PROBLEM: Reproduce the lines below verbatim, beginning with the line that contains "of the ear in" and continuing through the line that contains "the woman's face".

(Point annotation dataset records)
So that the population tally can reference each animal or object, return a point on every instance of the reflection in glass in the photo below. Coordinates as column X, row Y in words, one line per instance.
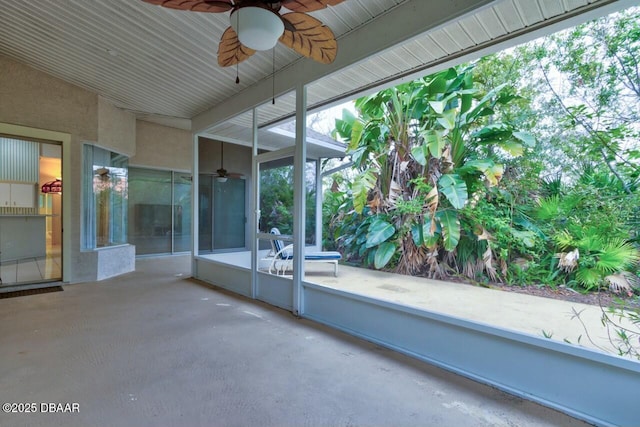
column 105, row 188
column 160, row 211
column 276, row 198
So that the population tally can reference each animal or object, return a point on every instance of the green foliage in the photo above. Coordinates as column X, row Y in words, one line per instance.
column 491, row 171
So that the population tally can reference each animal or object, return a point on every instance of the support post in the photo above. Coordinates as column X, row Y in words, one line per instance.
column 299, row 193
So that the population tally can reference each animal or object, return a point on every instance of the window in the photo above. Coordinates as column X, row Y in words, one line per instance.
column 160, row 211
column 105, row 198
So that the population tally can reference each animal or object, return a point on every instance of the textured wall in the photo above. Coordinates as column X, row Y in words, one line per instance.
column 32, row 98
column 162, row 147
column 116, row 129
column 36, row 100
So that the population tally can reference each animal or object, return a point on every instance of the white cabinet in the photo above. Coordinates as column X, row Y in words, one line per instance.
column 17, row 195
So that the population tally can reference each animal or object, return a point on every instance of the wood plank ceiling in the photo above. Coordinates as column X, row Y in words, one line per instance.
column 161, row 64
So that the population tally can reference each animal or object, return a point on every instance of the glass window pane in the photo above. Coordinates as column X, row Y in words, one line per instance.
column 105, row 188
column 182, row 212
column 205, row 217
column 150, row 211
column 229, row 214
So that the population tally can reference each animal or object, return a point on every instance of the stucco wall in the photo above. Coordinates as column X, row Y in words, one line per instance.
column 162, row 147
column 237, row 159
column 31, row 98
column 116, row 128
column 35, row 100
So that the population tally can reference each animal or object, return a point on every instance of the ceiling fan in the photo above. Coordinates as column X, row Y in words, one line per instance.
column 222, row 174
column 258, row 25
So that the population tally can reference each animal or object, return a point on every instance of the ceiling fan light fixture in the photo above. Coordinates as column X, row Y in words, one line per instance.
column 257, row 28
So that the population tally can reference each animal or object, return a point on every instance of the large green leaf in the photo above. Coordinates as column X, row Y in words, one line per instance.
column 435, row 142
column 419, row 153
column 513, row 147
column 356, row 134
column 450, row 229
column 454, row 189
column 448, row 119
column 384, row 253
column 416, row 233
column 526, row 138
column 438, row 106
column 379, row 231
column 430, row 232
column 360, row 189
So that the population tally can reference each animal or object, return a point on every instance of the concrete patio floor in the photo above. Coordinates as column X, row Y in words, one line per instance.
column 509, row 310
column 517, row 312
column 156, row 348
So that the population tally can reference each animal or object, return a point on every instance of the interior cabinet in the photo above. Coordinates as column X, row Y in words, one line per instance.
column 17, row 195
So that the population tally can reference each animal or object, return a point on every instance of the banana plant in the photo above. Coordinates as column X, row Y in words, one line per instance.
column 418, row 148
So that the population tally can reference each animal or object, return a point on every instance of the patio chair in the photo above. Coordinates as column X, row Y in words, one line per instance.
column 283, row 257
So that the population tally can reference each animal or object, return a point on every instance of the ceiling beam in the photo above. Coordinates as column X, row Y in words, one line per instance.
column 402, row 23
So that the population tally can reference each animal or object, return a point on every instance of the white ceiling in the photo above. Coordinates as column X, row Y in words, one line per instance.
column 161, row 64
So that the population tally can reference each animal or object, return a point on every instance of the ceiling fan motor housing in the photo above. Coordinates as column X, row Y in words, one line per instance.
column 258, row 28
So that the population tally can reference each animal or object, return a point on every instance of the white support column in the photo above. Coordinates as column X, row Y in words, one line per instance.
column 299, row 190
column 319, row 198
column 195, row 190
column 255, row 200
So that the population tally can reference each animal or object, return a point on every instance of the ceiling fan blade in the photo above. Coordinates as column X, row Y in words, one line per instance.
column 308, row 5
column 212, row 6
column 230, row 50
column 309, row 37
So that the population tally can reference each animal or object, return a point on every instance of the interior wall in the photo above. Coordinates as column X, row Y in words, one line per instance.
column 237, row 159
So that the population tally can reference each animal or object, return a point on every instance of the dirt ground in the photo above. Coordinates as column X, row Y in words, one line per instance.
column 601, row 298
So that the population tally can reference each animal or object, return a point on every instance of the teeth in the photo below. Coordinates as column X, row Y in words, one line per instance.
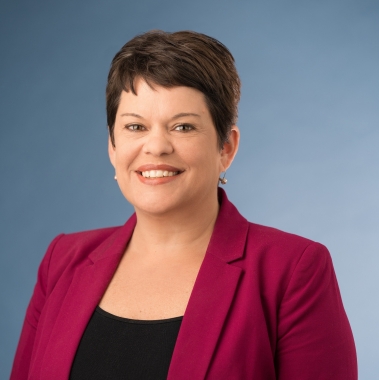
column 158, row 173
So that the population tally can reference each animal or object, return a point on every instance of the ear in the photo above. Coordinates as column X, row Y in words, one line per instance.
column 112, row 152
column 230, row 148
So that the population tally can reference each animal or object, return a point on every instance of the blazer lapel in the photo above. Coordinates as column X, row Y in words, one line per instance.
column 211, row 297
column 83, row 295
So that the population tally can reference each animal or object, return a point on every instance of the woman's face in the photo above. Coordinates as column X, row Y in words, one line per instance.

* * *

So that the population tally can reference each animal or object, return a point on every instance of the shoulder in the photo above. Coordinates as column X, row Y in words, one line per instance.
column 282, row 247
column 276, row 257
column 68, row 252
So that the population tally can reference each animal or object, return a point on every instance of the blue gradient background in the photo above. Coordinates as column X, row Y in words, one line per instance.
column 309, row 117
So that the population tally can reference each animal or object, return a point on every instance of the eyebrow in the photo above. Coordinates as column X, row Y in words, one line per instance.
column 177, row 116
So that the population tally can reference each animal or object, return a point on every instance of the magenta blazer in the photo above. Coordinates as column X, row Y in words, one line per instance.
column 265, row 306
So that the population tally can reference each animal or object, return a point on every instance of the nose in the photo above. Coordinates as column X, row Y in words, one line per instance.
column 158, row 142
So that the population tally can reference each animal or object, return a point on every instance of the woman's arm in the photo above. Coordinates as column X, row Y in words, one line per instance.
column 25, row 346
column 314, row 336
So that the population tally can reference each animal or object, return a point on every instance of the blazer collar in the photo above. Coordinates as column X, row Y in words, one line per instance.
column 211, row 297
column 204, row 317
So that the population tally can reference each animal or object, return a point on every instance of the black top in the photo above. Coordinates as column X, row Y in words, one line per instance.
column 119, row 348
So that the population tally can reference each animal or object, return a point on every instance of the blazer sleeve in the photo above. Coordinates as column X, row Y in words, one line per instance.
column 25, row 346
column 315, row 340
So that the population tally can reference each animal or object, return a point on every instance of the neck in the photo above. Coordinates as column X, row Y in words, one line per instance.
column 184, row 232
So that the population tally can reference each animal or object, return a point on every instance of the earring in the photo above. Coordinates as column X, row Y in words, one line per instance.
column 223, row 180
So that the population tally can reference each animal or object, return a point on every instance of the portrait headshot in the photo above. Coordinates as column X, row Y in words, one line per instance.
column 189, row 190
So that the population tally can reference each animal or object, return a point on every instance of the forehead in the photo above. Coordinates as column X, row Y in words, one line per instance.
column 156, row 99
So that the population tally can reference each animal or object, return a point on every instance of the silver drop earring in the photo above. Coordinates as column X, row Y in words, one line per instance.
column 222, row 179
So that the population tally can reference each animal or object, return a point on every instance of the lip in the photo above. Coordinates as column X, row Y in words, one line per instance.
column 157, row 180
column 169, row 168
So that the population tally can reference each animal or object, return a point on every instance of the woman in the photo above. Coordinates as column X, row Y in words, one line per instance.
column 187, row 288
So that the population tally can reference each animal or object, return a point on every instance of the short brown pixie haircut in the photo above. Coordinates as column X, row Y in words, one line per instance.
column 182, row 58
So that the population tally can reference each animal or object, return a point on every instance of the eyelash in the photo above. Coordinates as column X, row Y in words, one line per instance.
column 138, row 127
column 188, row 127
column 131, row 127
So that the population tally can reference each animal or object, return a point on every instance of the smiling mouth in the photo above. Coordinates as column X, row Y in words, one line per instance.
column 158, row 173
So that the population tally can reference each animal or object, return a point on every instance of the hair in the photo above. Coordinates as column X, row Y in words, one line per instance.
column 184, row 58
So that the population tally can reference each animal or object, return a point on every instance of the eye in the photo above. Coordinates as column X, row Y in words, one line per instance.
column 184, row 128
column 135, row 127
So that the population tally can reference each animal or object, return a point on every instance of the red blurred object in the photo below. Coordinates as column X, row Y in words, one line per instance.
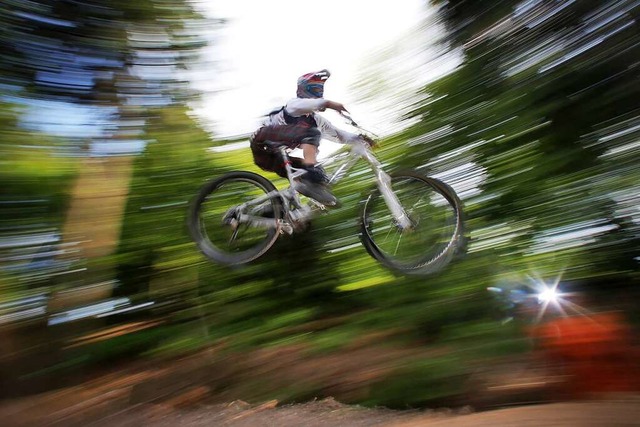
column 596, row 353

THE REPLY:
So that the population tally can reference each animal or object, return a point on every instance of the ear in the photo above. Coordinates as column X, row Y in words, one line per instance.
column 112, row 152
column 230, row 148
So that the population tally can reference each animal or object, return a point on every instance of the blazer lapel in the photo above. Coordinates as column X, row Y in words, one line per instance.
column 211, row 297
column 83, row 295
So that the population tally can reference each animal or object, return a point on every instance of the woman's face in the photo above. Coordinates as column X, row Y in words, one line per instance.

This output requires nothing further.